- **Exercise objective**
Repeat the lines between the one containing "point_to finds the man" and the one containing "pixel 285 183", inclusive, without changing anything.

- **Data for this exercise**
◇ ◇ ◇ ◇ ◇

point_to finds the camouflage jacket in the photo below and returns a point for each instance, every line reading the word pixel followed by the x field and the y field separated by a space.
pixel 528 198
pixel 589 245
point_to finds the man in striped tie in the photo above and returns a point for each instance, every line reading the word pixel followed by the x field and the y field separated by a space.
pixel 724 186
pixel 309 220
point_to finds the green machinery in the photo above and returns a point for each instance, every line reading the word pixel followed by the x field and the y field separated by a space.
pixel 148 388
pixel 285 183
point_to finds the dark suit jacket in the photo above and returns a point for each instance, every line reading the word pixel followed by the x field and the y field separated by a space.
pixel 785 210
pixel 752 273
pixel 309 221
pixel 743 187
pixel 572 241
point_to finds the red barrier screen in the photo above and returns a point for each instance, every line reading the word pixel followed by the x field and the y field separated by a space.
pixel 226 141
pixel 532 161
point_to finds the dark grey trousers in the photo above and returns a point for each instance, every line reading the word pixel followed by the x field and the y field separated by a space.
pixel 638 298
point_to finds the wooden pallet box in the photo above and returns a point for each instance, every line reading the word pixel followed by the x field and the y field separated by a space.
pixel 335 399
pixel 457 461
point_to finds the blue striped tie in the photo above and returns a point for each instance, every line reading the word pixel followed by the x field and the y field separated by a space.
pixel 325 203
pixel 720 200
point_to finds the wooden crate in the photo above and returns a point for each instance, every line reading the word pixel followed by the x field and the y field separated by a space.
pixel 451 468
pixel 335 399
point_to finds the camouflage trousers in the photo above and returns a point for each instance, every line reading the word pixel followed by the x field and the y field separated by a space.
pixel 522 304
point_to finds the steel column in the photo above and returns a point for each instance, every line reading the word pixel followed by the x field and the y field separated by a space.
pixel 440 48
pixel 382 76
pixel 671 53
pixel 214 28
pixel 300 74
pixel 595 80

◇ ◇ ◇ ◇ ◇

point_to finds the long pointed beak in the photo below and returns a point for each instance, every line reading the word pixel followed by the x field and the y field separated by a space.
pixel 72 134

◇ ◇ ◇ ◇ ◇

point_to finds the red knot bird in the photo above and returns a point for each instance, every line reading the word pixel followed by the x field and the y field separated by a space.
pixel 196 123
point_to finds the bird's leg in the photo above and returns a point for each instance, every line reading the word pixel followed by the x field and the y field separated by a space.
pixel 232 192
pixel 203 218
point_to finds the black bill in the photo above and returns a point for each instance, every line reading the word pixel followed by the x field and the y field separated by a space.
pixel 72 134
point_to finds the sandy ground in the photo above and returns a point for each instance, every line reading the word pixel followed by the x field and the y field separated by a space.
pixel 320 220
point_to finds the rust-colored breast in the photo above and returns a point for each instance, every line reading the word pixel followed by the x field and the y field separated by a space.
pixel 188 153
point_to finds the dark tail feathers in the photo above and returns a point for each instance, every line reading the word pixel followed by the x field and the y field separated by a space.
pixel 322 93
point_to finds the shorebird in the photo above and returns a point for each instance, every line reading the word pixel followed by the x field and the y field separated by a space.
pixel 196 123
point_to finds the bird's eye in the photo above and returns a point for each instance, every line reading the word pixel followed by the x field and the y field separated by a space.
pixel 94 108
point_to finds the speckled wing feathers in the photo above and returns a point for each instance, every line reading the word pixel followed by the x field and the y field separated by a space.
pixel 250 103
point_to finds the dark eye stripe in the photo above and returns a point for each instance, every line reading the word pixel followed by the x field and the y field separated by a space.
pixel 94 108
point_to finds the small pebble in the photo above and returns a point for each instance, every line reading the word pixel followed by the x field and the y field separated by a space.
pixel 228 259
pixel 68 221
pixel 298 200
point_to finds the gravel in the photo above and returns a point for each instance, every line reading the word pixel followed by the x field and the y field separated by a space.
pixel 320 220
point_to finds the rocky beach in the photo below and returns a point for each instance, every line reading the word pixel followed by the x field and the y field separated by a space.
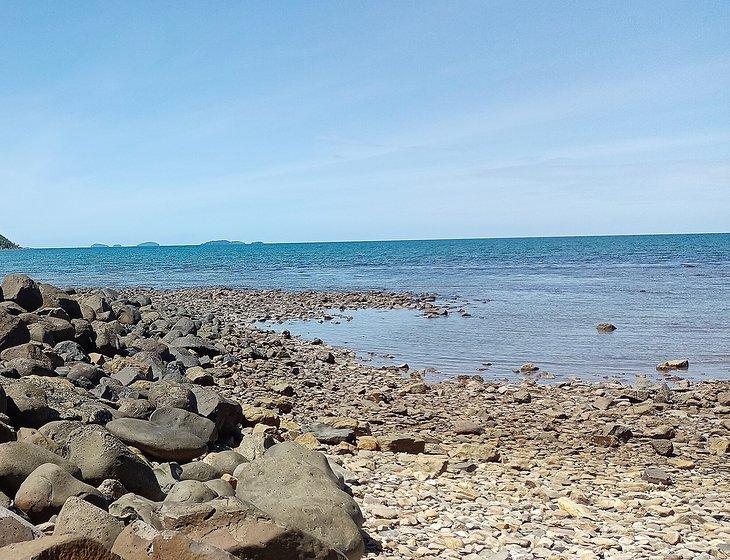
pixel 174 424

◇ ◇ ◇ ◇ ◇

- **Written answer**
point_to finds the man in striped tie in the photo above and returns a point for each instance, every line reading the word pixel followed by the x field and the y field separated by a space.
pixel 724 186
pixel 309 220
point_to finds the green machinery in the photo above and returns a point for each instance, every line reading the word pixel followed by the x field and the y field separated by a space.
pixel 148 388
pixel 285 183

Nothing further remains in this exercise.